Exercise task
Convert everything from the line containing "Box every tall dry grass you see." down to the line containing "[330,85,426,153]", both included, into a numbered list with no blank lines. Only these items belong in the list, and the pictures are left out.

Dataset rows
════════
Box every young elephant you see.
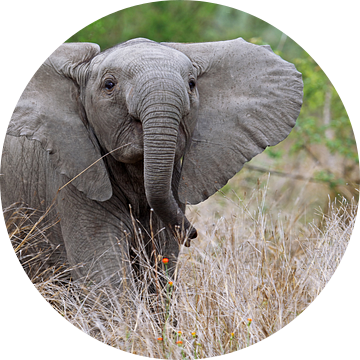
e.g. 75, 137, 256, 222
1, 38, 303, 286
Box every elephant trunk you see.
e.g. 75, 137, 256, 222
140, 83, 197, 245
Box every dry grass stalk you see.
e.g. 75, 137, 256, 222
7, 187, 358, 359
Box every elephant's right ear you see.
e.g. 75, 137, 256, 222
6, 43, 112, 201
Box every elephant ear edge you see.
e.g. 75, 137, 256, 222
6, 43, 112, 201
163, 38, 303, 204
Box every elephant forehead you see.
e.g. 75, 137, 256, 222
100, 42, 191, 75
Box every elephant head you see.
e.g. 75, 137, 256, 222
7, 38, 303, 245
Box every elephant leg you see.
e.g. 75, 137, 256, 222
58, 184, 131, 290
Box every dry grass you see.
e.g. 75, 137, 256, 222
8, 180, 358, 359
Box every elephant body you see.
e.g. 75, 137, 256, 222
0, 39, 302, 287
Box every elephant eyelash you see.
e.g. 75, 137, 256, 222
189, 80, 196, 91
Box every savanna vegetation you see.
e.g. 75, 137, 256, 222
7, 0, 360, 359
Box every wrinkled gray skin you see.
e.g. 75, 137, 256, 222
1, 39, 303, 286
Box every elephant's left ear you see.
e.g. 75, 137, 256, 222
6, 43, 112, 201
164, 38, 303, 204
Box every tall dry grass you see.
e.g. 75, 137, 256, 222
7, 179, 358, 359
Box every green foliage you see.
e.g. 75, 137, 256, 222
67, 0, 218, 48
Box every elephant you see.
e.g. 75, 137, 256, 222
0, 38, 303, 288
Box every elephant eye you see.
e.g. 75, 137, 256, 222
105, 80, 115, 90
189, 80, 196, 91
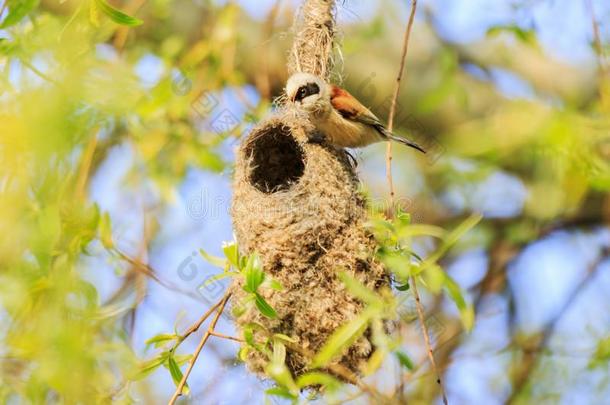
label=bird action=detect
[285,73,426,153]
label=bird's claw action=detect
[343,150,358,169]
[307,131,326,144]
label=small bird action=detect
[286,73,426,153]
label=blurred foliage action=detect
[0,0,610,403]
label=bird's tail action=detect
[383,128,426,153]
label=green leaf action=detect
[95,0,142,27]
[311,312,370,368]
[271,339,286,364]
[99,212,114,250]
[339,272,383,307]
[0,0,39,28]
[254,293,277,319]
[265,387,298,400]
[131,351,169,380]
[422,214,483,268]
[269,279,284,291]
[297,371,341,391]
[273,333,297,343]
[222,242,239,269]
[394,351,415,371]
[589,337,610,369]
[444,273,475,331]
[199,249,227,269]
[144,333,178,347]
[203,271,239,287]
[167,356,189,395]
[243,253,265,293]
[395,282,410,291]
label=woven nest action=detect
[232,111,389,376]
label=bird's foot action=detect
[307,131,326,145]
[343,150,358,169]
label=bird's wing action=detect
[330,85,383,127]
[330,85,426,153]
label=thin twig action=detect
[274,336,387,399]
[75,134,97,199]
[386,0,420,398]
[505,249,610,404]
[178,293,229,344]
[386,0,417,208]
[210,331,245,343]
[168,293,231,405]
[585,0,608,75]
[411,276,449,405]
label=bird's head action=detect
[286,73,330,111]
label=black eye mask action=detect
[294,83,320,101]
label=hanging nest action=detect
[231,110,390,376]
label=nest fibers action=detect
[232,111,389,376]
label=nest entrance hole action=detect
[246,125,305,194]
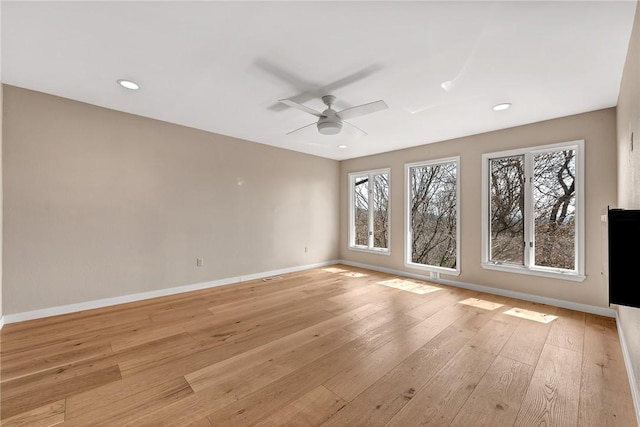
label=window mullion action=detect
[523,153,535,268]
[367,174,375,249]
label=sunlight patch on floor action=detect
[322,267,347,273]
[460,298,504,310]
[377,279,442,295]
[342,271,367,277]
[504,307,558,323]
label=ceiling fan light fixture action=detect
[318,120,342,135]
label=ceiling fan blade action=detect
[287,122,316,135]
[338,100,389,120]
[278,99,324,117]
[342,120,369,135]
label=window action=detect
[405,157,460,274]
[482,141,584,280]
[349,169,389,253]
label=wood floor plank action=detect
[450,356,533,427]
[1,399,65,427]
[500,312,551,366]
[547,308,586,352]
[62,378,193,427]
[387,345,496,427]
[322,325,473,427]
[578,314,640,427]
[323,305,468,401]
[514,344,582,426]
[387,320,515,427]
[256,386,347,427]
[185,304,380,391]
[1,365,122,418]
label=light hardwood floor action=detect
[0,265,638,427]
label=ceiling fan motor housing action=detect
[317,108,342,135]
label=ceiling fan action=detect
[279,95,389,135]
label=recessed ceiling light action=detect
[493,102,511,111]
[118,79,140,90]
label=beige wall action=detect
[3,86,339,315]
[0,84,4,320]
[617,2,640,413]
[340,108,616,307]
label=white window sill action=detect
[482,262,587,282]
[404,262,460,276]
[349,246,391,255]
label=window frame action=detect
[404,156,461,276]
[347,168,391,255]
[481,139,586,282]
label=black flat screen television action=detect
[607,209,640,308]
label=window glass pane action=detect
[409,162,457,268]
[373,174,389,249]
[353,175,369,246]
[533,150,576,270]
[489,156,525,265]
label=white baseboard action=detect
[616,310,640,427]
[340,260,616,317]
[0,260,338,325]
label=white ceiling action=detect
[1,0,636,160]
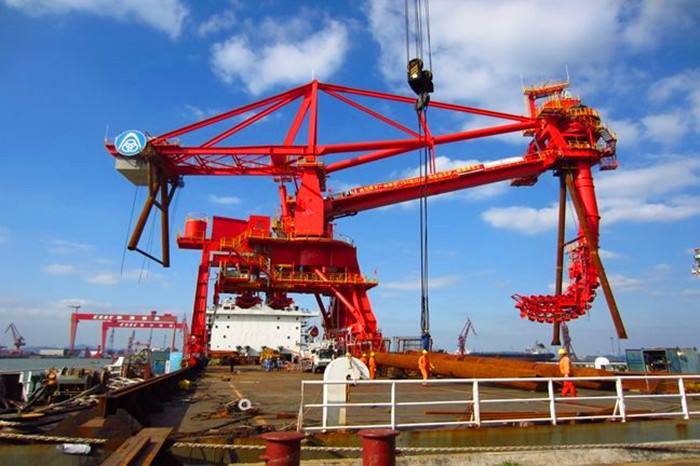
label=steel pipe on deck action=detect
[375,352,660,393]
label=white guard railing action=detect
[297,375,700,432]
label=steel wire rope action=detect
[119,186,140,276]
[138,208,157,284]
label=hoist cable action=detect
[119,186,140,276]
[423,0,433,70]
[403,0,411,63]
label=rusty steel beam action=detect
[97,365,202,427]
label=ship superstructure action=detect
[207,299,319,356]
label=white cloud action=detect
[366,0,691,113]
[4,0,189,39]
[382,275,459,291]
[648,68,700,132]
[600,196,700,225]
[83,269,168,286]
[622,0,697,48]
[48,239,95,254]
[596,156,700,198]
[197,10,236,37]
[209,194,241,205]
[56,298,112,310]
[85,272,119,285]
[211,18,349,94]
[41,264,75,275]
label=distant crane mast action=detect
[457,317,478,356]
[126,330,136,354]
[5,322,27,353]
[105,329,114,353]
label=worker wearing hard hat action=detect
[418,350,435,385]
[368,351,377,380]
[559,348,576,396]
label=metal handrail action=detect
[297,375,700,432]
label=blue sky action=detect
[0,0,700,353]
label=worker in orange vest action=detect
[369,351,377,380]
[559,348,576,396]
[418,350,435,385]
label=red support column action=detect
[357,429,399,466]
[260,432,304,466]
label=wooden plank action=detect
[102,427,172,466]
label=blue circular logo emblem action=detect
[114,130,146,157]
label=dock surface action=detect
[154,366,700,435]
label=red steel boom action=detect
[106,81,626,354]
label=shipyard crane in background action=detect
[457,317,478,356]
[69,308,180,356]
[5,322,27,354]
[105,80,627,355]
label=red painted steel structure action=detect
[106,81,626,354]
[70,311,181,353]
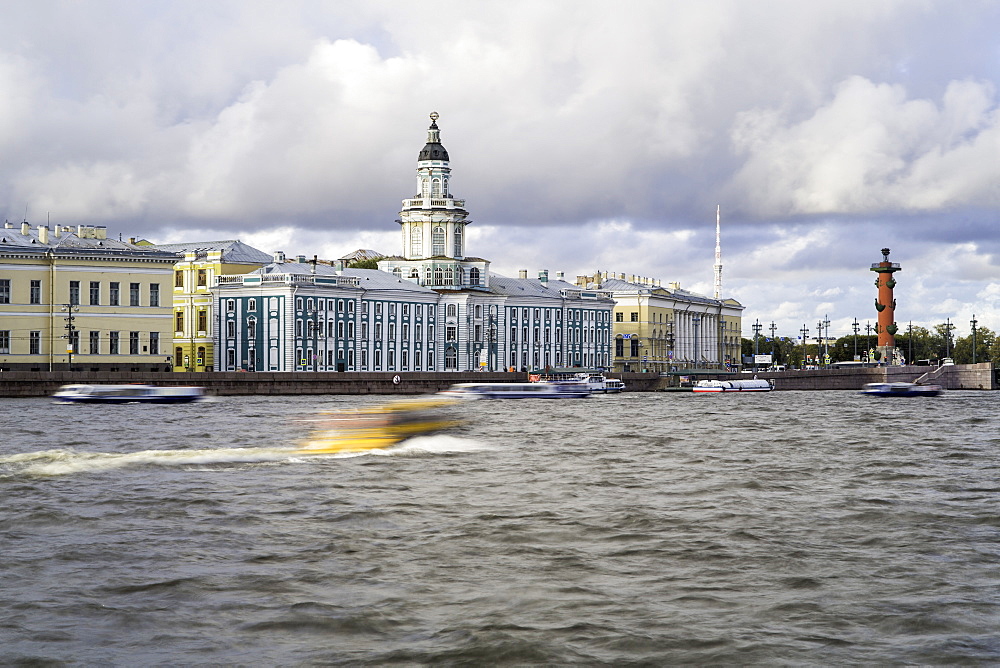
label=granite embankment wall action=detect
[0,363,988,397]
[692,362,998,390]
[0,371,661,397]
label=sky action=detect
[0,0,1000,337]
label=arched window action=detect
[410,227,424,257]
[431,227,444,256]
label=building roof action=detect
[0,225,172,258]
[155,239,274,264]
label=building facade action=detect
[0,223,176,371]
[155,240,271,371]
[213,114,614,371]
[578,273,743,373]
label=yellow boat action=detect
[298,397,463,455]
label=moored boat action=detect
[438,382,590,399]
[691,378,774,393]
[861,382,941,397]
[52,384,205,404]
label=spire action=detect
[417,111,448,162]
[715,204,722,299]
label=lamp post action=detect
[944,318,955,357]
[753,319,762,371]
[799,323,809,369]
[906,320,913,364]
[823,315,830,366]
[971,313,977,364]
[60,304,80,371]
[851,318,861,361]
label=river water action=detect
[0,391,1000,666]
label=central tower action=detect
[379,111,489,290]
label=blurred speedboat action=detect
[299,397,463,454]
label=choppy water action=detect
[0,392,1000,666]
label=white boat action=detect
[438,383,590,399]
[861,382,941,397]
[52,384,205,404]
[691,378,774,393]
[528,372,625,394]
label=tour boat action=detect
[438,382,590,399]
[528,372,625,394]
[861,382,941,397]
[691,378,774,392]
[52,384,205,404]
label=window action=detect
[410,227,424,257]
[431,227,444,256]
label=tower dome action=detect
[417,111,448,161]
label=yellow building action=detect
[577,273,743,373]
[0,222,176,371]
[152,240,273,371]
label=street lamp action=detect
[799,323,809,369]
[851,318,861,360]
[971,313,978,364]
[753,319,762,371]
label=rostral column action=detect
[871,248,900,364]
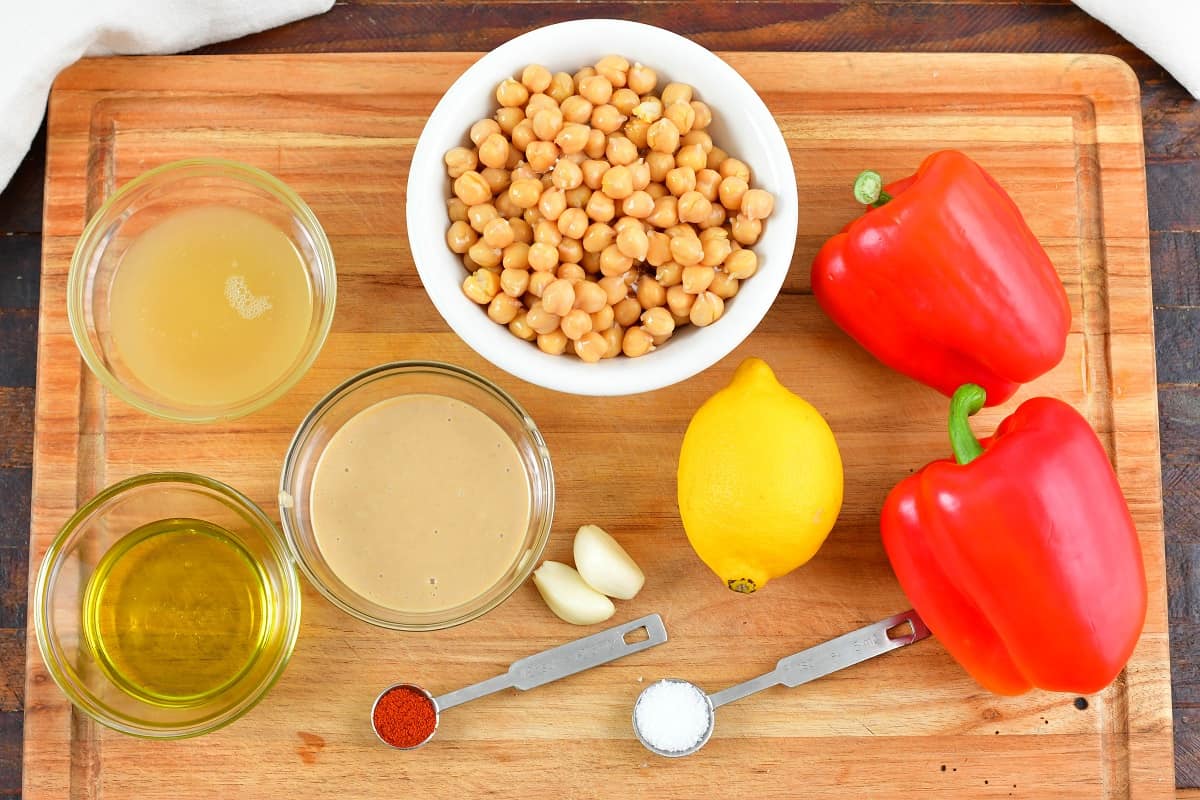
════════
Solution to this problem
1. Box every tall dry grass you see.
2. e.g. 75, 137, 256, 222
3. 7, 179, 358, 359
4. Box every green foliage you see.
5. e.g. 75, 137, 256, 222
6. 67, 0, 218, 48
7. Box every elephant you see.
8. e.g. 75, 137, 256, 222
9. 0, 38, 303, 288
10. Box every elephant eye you see.
11. e.g. 75, 137, 256, 222
12. 105, 80, 115, 90
13. 189, 80, 196, 91
14. label=bird action=detect
15. [285,73,426,153]
16. label=bird's claw action=detect
17. [343,150,358,169]
18. [307,131,326,144]
19. label=small bird action=detect
20. [286,73,426,153]
21. label=blurred foliage action=detect
22. [0,0,610,403]
23. label=bird's tail action=detect
24. [383,128,426,153]
25. label=green leaf action=detect
26. [95,0,142,27]
27. [311,312,370,368]
28. [271,339,286,364]
29. [99,212,114,250]
30. [339,272,383,307]
31. [0,0,39,28]
32. [254,293,277,319]
33. [265,387,298,400]
34. [131,351,169,380]
35. [422,214,483,268]
36. [269,279,284,291]
37. [297,371,341,391]
38. [273,333,297,343]
39. [222,242,239,269]
40. [394,351,415,371]
41. [589,337,610,369]
42. [444,273,475,331]
43. [199,249,227,269]
44. [144,333,178,347]
45. [203,271,239,287]
46. [167,356,189,395]
47. [243,253,265,293]
48. [395,282,410,291]
49. label=woven nest action=detect
50. [232,111,389,376]
51. label=bird's foot action=detect
52. [307,131,326,145]
53. [343,150,358,169]
54. label=bird's wing action=detect
55. [330,85,383,127]
56. [330,85,426,153]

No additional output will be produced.